EXCERPT PROVIDED »
DefaultSearchConfig returns optimized default configuration Automatically detects and enables GPU with CAGRA when available

func GPUSearchConfig

func GPUSearchConfig() SearchConfig

GPUSearchConfig returns configuration optimized for GPU acceleration with CAGRA

type SearchEngine

type SearchEngine struct {
	// contains filtered or unexported fields
}

SearchEngine provides a high-level API for vector search

func FastSearchEngine

func FastSearchEngine(model *EmbeddingModel) *SearchEngine

FastSearchEngine is an alias for NewAutoSearchEngine for backward compatibility

func NewAsyncSearchEngine

func NewAsyncSearchEngine(model *EmbeddingModel) *SearchEngine

NewAsyncSearchEngine creates a search engine optimized for async operations

func NewAutoSearchEngine

func NewAutoSearchEngine(model *EmbeddingModel) *SearchEngine

NewAutoSearchEngine creates a search engine with automatic hardware optimization This is the recommended way to create a search engine - it will automatically use GPU acceleration if available, or optimized CPU settings otherwise

func NewCAGRASearchEngine

func NewCAGRASearchEngine(model *EmbeddingModel) *SearchEngine

NewCAGRASearchEngine creates a CAGRA-powered search engine for ultra-fast search

func NewGPUSearchEngine

func NewGPUSearchEngine(model *EmbeddingModel) *SearchEngine

NewGPUSearchEngine creates a GPU-accelerated search engine with CAGRA

func NewSearchEngine

func NewSearchEngine(model *EmbeddingModel) *SearchEngine

NewSearchEngine creates a new search engine It automatically uses GPU acceleration if available for 39x performance boost

func NewSearchEngineWithConfig

func NewSearchEngineWithConfig(model *EmbeddingModel, config SearchConfig) *SearchEngine

NewSearchEngineWithConfig creates a search engine with custom configuration

func NewSearchEngineWithPreset

func NewSearchEngineWithPreset(model *EmbeddingModel, preset SearchPreset) (*SearchEngine, error)

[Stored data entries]
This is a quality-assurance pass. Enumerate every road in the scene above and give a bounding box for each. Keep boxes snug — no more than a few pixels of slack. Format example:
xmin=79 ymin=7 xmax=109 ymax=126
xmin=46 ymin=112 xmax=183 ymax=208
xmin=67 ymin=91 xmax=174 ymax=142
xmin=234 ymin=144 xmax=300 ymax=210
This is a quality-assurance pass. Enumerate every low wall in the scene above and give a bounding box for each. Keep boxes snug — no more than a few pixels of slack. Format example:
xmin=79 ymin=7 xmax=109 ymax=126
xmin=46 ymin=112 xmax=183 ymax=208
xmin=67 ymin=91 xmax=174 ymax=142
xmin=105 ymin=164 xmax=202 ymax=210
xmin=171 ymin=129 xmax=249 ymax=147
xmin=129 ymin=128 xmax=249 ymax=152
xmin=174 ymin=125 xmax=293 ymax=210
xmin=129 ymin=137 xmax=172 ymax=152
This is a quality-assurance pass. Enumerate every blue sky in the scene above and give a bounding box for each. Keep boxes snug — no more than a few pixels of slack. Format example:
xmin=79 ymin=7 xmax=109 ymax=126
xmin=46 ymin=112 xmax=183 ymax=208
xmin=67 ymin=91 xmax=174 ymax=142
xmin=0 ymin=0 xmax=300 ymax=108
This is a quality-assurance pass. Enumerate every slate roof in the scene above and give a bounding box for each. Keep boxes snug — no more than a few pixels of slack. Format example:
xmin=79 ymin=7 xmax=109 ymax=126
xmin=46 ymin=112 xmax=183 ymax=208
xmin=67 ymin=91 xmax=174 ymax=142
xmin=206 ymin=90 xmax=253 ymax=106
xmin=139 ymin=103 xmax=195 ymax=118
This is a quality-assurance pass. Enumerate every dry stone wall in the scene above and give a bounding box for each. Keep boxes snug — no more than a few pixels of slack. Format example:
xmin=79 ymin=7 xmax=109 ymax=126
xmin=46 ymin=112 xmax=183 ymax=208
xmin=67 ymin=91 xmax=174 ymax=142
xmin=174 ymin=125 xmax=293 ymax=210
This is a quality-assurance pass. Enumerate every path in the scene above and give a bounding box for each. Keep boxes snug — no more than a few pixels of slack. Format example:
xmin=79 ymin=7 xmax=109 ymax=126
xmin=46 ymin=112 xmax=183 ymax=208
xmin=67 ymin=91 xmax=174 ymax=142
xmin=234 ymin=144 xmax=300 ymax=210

DIRECTIONS FOR THIS TASK »
Restate the search engine API reference starting at "NewSearchEngine creates a" and ending at "SearchPreset) (*SearchEngine, error)", and substitute "user-supplied configuration" for "custom configuration".

SOLUTION FOR THIS EXERCISE »
NewSearchEngine creates a new search engine It automatically uses GPU acceleration if available for 39x performance boost

func NewSearchEngineWithConfig

func NewSearchEngineWithConfig(model *EmbeddingModel, config SearchConfig) *SearchEngine

NewSearchEngineWithConfig creates a search engine with user-supplied configuration

func NewSearchEngineWithPreset

func NewSearchEngineWithPreset(model *EmbeddingModel, preset SearchPreset) (*SearchEngine, error)